***** Material shown

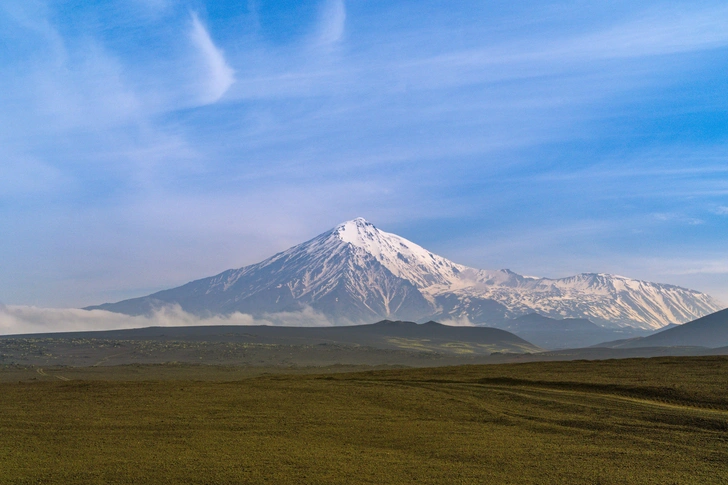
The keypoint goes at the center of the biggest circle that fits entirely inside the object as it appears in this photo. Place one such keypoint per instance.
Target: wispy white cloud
(17, 319)
(220, 76)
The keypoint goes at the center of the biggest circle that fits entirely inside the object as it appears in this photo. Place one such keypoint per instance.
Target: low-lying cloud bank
(29, 319)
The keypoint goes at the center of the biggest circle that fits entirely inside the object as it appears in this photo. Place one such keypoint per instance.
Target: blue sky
(146, 143)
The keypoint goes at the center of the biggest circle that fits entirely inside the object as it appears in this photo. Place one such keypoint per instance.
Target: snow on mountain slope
(356, 272)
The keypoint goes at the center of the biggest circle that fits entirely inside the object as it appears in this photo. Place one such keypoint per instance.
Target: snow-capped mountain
(358, 273)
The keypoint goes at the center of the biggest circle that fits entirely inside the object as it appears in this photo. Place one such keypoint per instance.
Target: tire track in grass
(40, 371)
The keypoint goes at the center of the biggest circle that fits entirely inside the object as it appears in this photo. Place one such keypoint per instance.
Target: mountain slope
(709, 331)
(357, 273)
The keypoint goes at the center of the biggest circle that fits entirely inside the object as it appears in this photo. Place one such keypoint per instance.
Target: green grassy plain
(661, 421)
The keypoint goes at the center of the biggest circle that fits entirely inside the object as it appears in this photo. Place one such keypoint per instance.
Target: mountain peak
(402, 257)
(357, 272)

**********

→ Your task
Look above for the line that contains "Target: snow on mountain slope". That line and every line after it through the end of the data must be written out exactly, with nothing else.

→ Task response
Target: snow on mountain slope
(356, 272)
The keypoint goes at the center of the biggest circle that fits entirely inside the object as it appears in this photo. Place one such keypoint per instance.
Target: snow-capped mountain
(358, 273)
The keypoint goes at the center of the biggest circle that fits entirely inside the object as it appears in this photo. Place one such keypoint per instance.
Target: tire track in grass
(40, 371)
The keypoint goes at the center of the biggest circle that fits entirely inside the object as it appears in this photo. Place one such keypoint per instance.
Target: mountain slope
(709, 331)
(357, 273)
The keypoint goes at the center of the biggest circle that fits entirely inside the object as it appears in this photo. Place one such keypoint per instance.
Target: green grassy plain
(661, 421)
The keypoint goes at the center of the biggest circle that fits entirely inside the object as it appears in this photo. Place one such keypoint per instance.
Target: mountain peak
(402, 257)
(357, 272)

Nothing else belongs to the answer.